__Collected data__
::::::::::
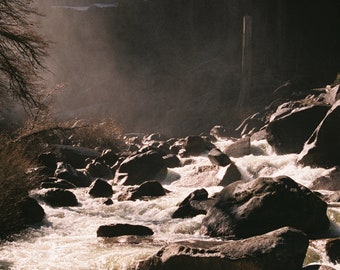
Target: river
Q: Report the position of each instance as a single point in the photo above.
(67, 238)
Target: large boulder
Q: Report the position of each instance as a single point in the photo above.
(282, 249)
(76, 177)
(142, 167)
(290, 127)
(245, 209)
(115, 230)
(218, 158)
(323, 147)
(100, 188)
(146, 190)
(59, 198)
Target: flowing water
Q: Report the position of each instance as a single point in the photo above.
(67, 239)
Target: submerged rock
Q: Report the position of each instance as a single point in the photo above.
(115, 230)
(245, 209)
(59, 197)
(282, 249)
(143, 167)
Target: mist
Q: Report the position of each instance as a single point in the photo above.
(155, 67)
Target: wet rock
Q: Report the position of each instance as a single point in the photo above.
(146, 190)
(32, 211)
(76, 156)
(48, 159)
(333, 250)
(194, 146)
(100, 170)
(282, 249)
(172, 161)
(57, 183)
(67, 172)
(239, 148)
(329, 182)
(59, 198)
(245, 209)
(323, 147)
(196, 203)
(100, 188)
(115, 230)
(290, 127)
(229, 175)
(218, 158)
(142, 167)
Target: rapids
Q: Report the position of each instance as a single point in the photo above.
(67, 238)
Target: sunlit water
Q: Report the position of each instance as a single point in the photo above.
(67, 239)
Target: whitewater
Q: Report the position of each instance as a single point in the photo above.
(67, 238)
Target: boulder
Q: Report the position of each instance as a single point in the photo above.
(218, 158)
(323, 147)
(48, 159)
(32, 211)
(147, 189)
(333, 250)
(100, 188)
(115, 230)
(100, 170)
(142, 167)
(196, 203)
(328, 182)
(229, 175)
(75, 155)
(172, 161)
(67, 172)
(290, 127)
(282, 249)
(239, 148)
(57, 183)
(59, 197)
(245, 209)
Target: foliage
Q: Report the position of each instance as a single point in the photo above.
(21, 53)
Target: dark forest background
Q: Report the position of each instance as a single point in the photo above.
(175, 65)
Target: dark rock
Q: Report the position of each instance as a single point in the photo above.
(290, 128)
(333, 250)
(317, 267)
(329, 182)
(231, 174)
(115, 230)
(245, 209)
(323, 147)
(100, 170)
(282, 249)
(147, 189)
(59, 197)
(32, 211)
(48, 159)
(108, 157)
(67, 172)
(194, 145)
(100, 188)
(58, 183)
(143, 167)
(76, 156)
(108, 202)
(239, 148)
(172, 161)
(218, 158)
(196, 203)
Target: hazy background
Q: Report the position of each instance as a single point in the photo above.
(174, 66)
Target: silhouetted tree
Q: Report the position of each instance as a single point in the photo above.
(22, 51)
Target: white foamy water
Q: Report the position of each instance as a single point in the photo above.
(67, 239)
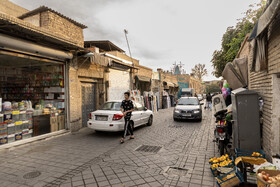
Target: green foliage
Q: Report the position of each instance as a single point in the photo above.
(234, 36)
(212, 88)
(199, 71)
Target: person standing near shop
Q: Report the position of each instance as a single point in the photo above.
(209, 101)
(127, 108)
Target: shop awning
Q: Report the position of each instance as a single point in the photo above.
(143, 78)
(266, 18)
(176, 85)
(21, 29)
(8, 42)
(169, 84)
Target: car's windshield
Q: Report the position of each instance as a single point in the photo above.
(188, 101)
(111, 106)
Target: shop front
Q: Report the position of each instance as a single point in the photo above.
(33, 95)
(142, 83)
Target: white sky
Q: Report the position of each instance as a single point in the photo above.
(160, 32)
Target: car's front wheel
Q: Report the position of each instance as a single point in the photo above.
(150, 121)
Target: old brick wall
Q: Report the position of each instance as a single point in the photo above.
(75, 97)
(12, 9)
(84, 70)
(266, 84)
(62, 26)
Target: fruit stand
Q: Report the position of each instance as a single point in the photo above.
(225, 172)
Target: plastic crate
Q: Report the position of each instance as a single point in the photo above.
(216, 172)
(234, 179)
(246, 153)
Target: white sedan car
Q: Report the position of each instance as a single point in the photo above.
(110, 117)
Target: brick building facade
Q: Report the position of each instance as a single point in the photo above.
(264, 78)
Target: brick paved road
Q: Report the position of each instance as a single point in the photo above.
(97, 159)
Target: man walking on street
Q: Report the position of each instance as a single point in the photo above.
(209, 101)
(126, 108)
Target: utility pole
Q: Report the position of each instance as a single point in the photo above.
(125, 33)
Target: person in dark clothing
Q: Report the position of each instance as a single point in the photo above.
(209, 101)
(127, 108)
(228, 100)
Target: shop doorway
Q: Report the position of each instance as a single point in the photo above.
(88, 101)
(32, 91)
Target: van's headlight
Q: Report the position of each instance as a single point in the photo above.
(177, 111)
(196, 111)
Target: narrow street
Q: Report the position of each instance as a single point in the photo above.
(97, 159)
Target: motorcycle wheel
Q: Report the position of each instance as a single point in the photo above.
(221, 147)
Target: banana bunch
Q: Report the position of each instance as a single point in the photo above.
(219, 159)
(221, 164)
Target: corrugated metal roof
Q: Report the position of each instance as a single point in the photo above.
(44, 8)
(105, 45)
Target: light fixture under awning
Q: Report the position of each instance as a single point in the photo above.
(143, 78)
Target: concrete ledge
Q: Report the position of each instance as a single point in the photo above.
(33, 139)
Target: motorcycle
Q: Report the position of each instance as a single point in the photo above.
(223, 130)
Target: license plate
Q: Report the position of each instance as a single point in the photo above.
(101, 118)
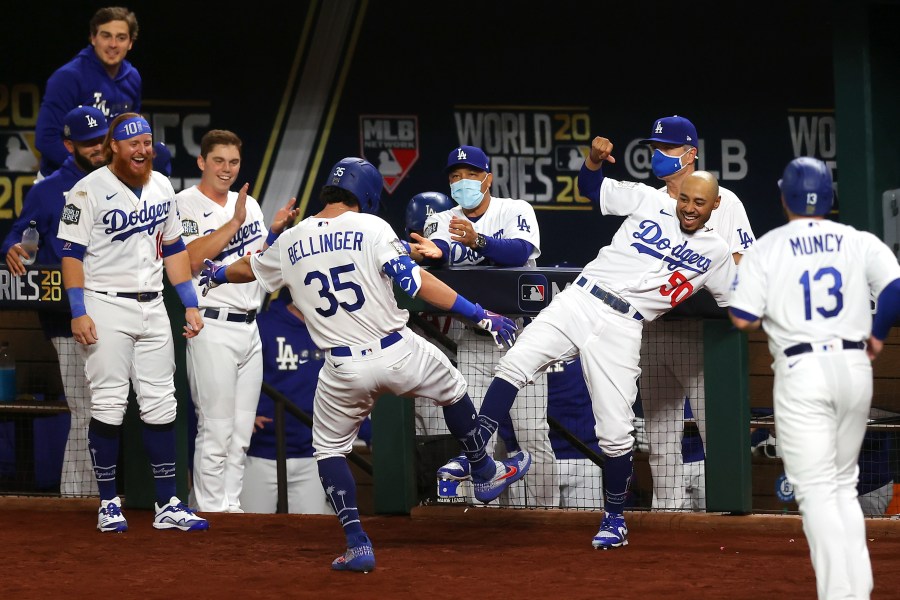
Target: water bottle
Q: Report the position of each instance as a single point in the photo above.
(7, 374)
(30, 239)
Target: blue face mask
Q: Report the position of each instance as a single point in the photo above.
(467, 192)
(664, 165)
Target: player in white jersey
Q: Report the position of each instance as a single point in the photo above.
(809, 284)
(340, 267)
(119, 227)
(224, 364)
(672, 351)
(659, 257)
(486, 230)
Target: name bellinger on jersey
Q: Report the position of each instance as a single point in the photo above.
(325, 242)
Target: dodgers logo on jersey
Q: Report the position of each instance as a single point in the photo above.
(125, 225)
(71, 214)
(682, 257)
(190, 227)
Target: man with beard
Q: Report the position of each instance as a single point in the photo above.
(120, 227)
(83, 131)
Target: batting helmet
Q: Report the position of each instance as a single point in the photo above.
(806, 186)
(421, 206)
(360, 178)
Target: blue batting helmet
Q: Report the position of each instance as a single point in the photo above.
(421, 206)
(360, 178)
(807, 187)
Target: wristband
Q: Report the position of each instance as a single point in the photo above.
(463, 307)
(76, 302)
(187, 294)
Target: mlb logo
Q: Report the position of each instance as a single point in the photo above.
(533, 292)
(391, 143)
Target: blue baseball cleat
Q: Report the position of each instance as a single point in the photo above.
(359, 558)
(456, 469)
(613, 532)
(110, 517)
(176, 515)
(508, 472)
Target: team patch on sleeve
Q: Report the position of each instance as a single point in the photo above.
(190, 227)
(399, 247)
(71, 214)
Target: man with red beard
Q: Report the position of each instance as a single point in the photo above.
(83, 131)
(120, 227)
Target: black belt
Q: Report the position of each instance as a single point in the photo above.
(139, 296)
(234, 317)
(386, 341)
(805, 347)
(609, 299)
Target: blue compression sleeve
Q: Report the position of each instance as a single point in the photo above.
(507, 253)
(173, 248)
(187, 294)
(589, 184)
(405, 273)
(73, 250)
(76, 302)
(888, 310)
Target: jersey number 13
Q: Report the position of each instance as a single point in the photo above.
(835, 300)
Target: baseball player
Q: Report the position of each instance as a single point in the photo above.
(672, 351)
(291, 364)
(484, 230)
(429, 418)
(809, 284)
(83, 130)
(340, 267)
(119, 227)
(569, 402)
(660, 256)
(98, 76)
(224, 365)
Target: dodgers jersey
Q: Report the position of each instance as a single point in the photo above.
(651, 262)
(123, 234)
(505, 218)
(201, 216)
(810, 280)
(730, 221)
(333, 268)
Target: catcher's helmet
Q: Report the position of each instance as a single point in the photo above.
(807, 187)
(421, 206)
(360, 178)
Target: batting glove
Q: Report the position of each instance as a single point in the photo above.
(503, 329)
(212, 275)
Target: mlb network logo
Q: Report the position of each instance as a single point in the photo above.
(533, 292)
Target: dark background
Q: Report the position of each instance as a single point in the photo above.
(738, 72)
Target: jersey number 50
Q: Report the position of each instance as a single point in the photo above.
(336, 285)
(835, 291)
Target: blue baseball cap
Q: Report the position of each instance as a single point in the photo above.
(673, 130)
(84, 123)
(468, 155)
(162, 159)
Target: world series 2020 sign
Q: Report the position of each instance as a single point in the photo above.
(535, 152)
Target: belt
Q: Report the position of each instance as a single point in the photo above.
(386, 341)
(139, 296)
(234, 317)
(609, 299)
(805, 347)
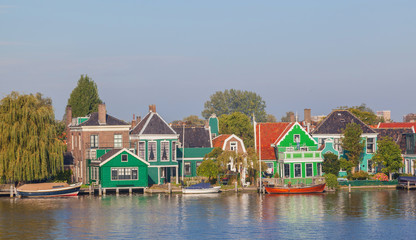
::::::::::
__Work to complete__
Every line of the entries above that includes "person" should be copied.

__Exercise result__
Target: person standing near shop
Target: person in dark clothing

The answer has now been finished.